Work to be completed
Read through the records. Copy each line that has the word "hand".

Data supplied
----------
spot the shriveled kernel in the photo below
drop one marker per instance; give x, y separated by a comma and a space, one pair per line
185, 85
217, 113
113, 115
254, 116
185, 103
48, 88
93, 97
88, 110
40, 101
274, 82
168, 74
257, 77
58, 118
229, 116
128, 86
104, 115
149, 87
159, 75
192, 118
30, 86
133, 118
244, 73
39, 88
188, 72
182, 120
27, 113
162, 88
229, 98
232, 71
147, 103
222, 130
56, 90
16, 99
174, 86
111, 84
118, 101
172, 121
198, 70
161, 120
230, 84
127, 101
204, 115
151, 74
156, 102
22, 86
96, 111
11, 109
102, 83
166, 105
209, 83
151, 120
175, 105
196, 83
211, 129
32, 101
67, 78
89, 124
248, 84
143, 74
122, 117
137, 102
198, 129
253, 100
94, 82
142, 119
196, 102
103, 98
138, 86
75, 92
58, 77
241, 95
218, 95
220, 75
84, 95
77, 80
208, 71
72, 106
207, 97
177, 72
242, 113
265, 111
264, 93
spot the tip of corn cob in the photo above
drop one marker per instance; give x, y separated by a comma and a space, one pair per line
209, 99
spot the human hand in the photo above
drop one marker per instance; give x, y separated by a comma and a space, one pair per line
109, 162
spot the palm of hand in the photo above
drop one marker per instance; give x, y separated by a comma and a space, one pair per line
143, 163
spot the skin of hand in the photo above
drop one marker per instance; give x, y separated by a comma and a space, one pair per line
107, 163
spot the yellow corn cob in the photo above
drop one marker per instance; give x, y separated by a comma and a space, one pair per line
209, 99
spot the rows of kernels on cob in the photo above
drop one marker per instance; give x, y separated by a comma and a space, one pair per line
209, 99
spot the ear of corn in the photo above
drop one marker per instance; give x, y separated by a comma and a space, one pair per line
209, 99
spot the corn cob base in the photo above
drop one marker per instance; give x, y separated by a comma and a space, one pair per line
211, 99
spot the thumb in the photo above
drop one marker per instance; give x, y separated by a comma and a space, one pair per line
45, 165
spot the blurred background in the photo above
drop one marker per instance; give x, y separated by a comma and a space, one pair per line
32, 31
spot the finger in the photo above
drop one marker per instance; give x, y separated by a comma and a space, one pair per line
----------
Answer below
spot the human hand in the photo above
spot the palm of hand in the photo above
spot the skin of hand in the photo above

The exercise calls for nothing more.